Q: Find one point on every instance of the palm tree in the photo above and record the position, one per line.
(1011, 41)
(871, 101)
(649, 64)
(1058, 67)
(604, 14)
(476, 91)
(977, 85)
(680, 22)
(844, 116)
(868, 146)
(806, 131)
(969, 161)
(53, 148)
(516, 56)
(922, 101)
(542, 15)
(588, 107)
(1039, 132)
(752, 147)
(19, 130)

== == ==

# [Set exercise]
Turn every line of the material above into a numbered list, one item per line, and leave out any blank lines.

# [Task solution]
1. Q: Find one point on every instance of the palm tree in the photo above and record the position, one per line.
2. (1011, 41)
3. (871, 101)
4. (649, 64)
5. (1058, 67)
6. (604, 14)
7. (476, 91)
8. (977, 85)
9. (680, 22)
10. (844, 116)
11. (868, 146)
12. (806, 131)
13. (969, 161)
14. (53, 148)
15. (516, 56)
16. (922, 101)
17. (542, 15)
18. (588, 107)
19. (1039, 132)
20. (752, 147)
21. (19, 130)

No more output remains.